Document segment:
>>>
When you enter the site, you will be presented with the following page:
Here you can search for any ongoing or past experiment by typing some text in the Search input box and pressing Search: the search engine will look for coincidences between your input string and any of the description, owner or name of the experiment fields. The results will be shown below ordered by status, experiments RUNNING
will be shown in the first rows. You can also click on the Running
button, and all the experiments that are currently running will be listed. The results will look like:
If you click on Show Detailed Data
, summary data for each experiment (result) will be loaded. These are data details from the experiment run, useful to see its status at a glance. Progress bars and status will use different colors to highlight the important information.
For each experiment, you see the following data:
- Experiment Name
- Progress Bar: Shows completed jobs / total jobs. It turns red when there are failed jobs in the experiment, but Show Detailed Data should have been requested.
- Experiment Status: RUNNING or NOT RUNNING.
- Owner
- Experiment Description
- Refresh button: It will say Summary when the detailed data has not been requested. If it says Summary and you click on it, it will load datailed data for that experiment, otherwise it will refresh the existing detailed data.
- More button: Opens the Experiment Page.
- Average Queue Time for all jobs.
- Average Run Time for all jobs.
- Number of Running Jobs
- Number of Queuing Jobs
- Number of Submitted Jobs
- Number of Suspended Jobs
- Number of Failed Jobs: If there are Failed jobs, a list of the names of those jobs will be displayed.
In experiments that include SIM
jobs, you will also see the average queuing and running time for these jobs. In the latest version the time format has been updated to HH:mm:ss
. The text for the SIM
average follows the format avg. queue HH:mm:ss (M) | run HH:mm:ss (N)
<<<
Task prompt: From the guide to the experiment monitoring site, pull out the passage starting at "- More button: Opens" and ending at "will be displayed.", copying it word for word.

Provided material:
>>>
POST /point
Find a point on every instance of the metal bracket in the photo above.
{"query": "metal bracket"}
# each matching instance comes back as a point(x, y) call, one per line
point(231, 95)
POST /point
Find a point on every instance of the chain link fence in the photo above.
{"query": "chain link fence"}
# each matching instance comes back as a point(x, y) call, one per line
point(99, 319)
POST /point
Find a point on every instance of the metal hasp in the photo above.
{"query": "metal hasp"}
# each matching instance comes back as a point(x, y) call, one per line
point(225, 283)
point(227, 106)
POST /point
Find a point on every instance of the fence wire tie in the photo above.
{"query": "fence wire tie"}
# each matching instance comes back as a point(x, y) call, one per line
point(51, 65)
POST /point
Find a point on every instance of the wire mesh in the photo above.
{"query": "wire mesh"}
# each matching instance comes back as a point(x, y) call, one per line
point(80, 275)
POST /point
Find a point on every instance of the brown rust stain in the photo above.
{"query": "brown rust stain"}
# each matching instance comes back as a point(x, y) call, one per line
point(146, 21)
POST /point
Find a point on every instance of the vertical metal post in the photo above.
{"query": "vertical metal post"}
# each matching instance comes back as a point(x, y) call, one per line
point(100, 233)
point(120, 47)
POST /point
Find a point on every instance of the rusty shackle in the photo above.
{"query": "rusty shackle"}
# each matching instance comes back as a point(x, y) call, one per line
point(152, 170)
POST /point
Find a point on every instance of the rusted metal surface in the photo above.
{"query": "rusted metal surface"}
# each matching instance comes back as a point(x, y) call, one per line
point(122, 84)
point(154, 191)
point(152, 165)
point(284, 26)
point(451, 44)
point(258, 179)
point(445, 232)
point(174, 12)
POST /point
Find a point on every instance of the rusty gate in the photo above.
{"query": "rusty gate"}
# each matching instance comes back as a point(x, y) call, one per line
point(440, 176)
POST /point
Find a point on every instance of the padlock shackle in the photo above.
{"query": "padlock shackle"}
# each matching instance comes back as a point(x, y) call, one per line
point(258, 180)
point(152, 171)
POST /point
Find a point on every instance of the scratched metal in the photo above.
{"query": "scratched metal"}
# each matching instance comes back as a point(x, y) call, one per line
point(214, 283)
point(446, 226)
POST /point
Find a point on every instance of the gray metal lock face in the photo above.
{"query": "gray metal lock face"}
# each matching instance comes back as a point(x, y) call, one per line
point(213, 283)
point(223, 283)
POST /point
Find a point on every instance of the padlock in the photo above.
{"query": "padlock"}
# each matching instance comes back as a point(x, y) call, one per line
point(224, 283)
<<<
Solution below:
- More button: Opens the Experiment Page.
- Average Queue Time for all jobs.
- Average Run Time for all jobs.
- Number of Running Jobs
- Number of Queuing Jobs
- Number of Submitted Jobs
- Number of Suspended Jobs
- Number of Failed Jobs: If there are Failed jobs, a list of the names of those jobs will be displayed.